(To be done): Convert the lines between the one containing "the white teapot" and the one containing "x=570, y=97", inclusive, into a numbered list, leaving out any blank lines.

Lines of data
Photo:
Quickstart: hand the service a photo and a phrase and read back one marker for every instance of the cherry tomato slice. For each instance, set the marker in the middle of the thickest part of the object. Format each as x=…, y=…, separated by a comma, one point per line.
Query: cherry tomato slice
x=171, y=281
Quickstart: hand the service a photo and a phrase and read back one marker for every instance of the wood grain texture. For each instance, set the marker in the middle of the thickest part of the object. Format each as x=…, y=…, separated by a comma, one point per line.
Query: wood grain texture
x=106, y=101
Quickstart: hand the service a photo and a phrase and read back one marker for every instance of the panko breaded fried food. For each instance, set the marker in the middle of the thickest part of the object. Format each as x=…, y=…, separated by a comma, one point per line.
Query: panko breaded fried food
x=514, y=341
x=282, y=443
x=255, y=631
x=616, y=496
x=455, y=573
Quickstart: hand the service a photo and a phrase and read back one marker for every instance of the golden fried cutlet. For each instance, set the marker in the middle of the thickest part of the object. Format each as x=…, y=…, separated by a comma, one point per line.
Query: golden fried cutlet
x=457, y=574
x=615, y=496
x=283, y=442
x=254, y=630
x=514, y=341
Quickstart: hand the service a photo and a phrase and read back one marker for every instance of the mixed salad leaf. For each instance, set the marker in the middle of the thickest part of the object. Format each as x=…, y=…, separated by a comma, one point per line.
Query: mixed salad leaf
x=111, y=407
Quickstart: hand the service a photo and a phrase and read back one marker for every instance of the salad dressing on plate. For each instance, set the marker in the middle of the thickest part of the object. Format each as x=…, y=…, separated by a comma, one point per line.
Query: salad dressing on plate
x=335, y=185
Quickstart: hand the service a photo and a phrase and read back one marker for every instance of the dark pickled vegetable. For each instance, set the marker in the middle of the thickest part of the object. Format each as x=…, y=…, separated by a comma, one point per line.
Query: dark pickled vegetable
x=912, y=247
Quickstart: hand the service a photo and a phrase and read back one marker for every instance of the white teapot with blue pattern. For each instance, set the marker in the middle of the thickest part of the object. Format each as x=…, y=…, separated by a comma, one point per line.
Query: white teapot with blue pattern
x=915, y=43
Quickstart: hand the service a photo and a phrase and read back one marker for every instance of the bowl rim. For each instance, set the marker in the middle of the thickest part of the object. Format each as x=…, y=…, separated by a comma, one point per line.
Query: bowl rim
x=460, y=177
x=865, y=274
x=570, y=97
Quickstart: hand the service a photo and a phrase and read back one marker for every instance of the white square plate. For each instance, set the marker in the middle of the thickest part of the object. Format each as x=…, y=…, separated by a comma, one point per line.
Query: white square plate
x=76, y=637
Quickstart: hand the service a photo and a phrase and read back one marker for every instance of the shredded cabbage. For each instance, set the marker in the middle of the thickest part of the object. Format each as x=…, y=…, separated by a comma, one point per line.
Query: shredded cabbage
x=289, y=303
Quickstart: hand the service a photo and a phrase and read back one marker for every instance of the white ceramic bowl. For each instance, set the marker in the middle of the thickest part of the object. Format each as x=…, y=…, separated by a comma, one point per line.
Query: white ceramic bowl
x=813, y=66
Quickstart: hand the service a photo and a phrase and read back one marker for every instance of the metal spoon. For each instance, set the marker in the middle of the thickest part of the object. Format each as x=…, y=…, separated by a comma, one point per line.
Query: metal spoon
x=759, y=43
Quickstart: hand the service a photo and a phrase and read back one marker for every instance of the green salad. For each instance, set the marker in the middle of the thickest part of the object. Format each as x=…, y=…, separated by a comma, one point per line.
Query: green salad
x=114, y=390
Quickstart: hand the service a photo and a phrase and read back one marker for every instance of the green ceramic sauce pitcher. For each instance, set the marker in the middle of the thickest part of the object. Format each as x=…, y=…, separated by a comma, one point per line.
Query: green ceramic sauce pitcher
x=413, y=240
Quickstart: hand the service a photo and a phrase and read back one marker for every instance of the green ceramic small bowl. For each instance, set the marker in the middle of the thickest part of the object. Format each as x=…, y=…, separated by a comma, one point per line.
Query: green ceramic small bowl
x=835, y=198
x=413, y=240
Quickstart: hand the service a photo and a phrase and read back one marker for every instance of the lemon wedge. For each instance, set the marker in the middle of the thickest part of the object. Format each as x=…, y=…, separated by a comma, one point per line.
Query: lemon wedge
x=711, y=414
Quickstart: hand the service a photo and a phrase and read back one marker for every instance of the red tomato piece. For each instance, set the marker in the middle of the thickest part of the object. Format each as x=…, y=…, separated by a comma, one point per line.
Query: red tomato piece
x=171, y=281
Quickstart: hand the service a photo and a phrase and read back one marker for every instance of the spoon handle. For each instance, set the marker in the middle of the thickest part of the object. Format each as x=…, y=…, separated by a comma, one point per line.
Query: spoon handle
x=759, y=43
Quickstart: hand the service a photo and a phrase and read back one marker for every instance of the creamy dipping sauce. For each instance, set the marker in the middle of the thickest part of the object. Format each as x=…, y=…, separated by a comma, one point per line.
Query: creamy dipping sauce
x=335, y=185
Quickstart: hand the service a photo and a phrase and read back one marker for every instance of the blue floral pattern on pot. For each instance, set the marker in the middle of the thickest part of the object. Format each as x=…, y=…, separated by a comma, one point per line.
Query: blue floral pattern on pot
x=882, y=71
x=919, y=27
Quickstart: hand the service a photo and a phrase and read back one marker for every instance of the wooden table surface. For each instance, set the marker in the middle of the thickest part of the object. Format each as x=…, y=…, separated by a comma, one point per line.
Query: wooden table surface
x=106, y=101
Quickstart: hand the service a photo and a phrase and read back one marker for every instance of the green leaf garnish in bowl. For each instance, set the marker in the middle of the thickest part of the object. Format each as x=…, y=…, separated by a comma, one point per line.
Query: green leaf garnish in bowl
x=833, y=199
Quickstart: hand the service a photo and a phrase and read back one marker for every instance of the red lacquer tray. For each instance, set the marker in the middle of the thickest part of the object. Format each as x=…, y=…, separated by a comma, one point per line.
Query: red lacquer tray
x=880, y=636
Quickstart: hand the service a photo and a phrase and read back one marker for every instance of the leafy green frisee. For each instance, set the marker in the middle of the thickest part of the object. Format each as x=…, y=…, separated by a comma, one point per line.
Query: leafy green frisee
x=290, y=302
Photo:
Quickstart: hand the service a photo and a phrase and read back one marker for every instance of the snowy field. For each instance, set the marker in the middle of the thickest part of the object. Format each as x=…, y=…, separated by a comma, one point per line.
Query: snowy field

==

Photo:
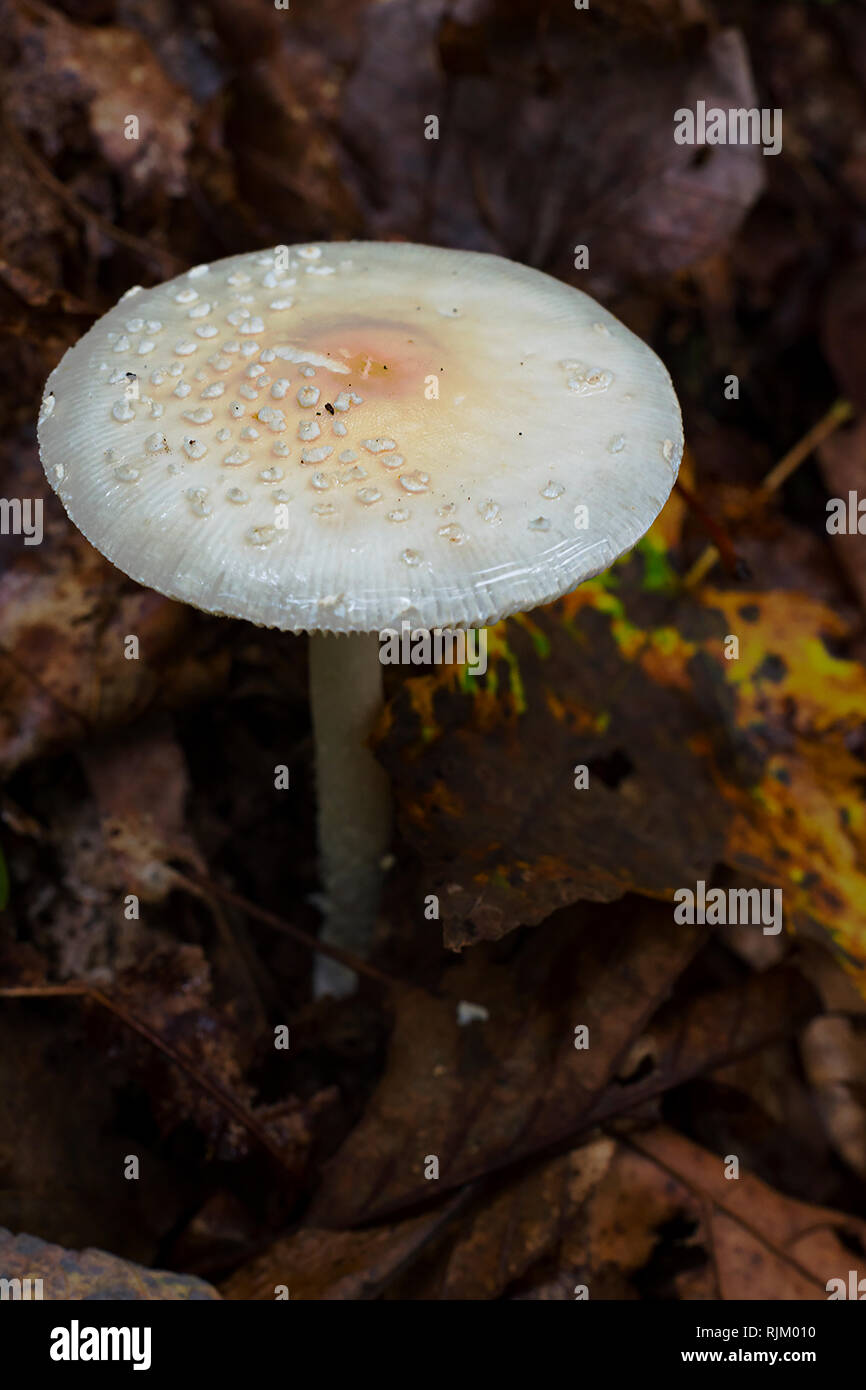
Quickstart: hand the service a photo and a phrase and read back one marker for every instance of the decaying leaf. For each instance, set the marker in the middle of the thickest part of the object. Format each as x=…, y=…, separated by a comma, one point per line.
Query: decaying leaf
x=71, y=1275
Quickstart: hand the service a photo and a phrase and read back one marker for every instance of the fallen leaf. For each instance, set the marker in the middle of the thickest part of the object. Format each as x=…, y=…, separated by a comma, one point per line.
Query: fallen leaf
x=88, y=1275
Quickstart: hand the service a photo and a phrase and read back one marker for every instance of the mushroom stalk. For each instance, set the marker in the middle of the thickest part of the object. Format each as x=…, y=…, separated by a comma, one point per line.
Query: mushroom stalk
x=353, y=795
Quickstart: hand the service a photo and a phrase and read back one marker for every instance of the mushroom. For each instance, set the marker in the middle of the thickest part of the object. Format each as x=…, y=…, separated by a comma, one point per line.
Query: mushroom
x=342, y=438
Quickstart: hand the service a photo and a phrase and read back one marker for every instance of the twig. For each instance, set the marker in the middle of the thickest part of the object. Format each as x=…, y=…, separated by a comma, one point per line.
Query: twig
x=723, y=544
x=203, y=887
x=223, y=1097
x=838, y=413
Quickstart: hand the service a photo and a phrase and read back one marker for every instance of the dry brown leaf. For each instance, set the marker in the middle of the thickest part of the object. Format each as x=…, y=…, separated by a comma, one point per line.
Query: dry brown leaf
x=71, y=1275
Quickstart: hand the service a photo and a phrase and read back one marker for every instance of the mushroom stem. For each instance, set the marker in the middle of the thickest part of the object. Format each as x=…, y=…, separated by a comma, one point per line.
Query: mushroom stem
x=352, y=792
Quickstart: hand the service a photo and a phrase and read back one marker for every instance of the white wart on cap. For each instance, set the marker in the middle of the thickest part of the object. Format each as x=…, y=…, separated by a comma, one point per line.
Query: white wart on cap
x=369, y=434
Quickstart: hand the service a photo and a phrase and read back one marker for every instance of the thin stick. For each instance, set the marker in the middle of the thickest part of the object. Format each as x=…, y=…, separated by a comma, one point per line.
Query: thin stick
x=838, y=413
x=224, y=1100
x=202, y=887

(Written response):
1. Quickstart: hand the service a photo and a phrase and read back one marker for every instance of the white teapot with blue pattern. For each instance, set the marker in the middle of the thickest part of the object. Format each as x=…, y=…, separated by a comma, one point per line.
2. Query: white teapot with blue pattern
3. x=915, y=43
4. Quickstart: hand the service a photo and a phrase and read back one marker for every instance of the bowl rim. For each instance, set the marker in the middle of the thickest part of the object. Format each as x=…, y=…, separated by a comma, one point per line.
5. Query: bowl rim
6. x=460, y=177
7. x=865, y=274
8. x=570, y=97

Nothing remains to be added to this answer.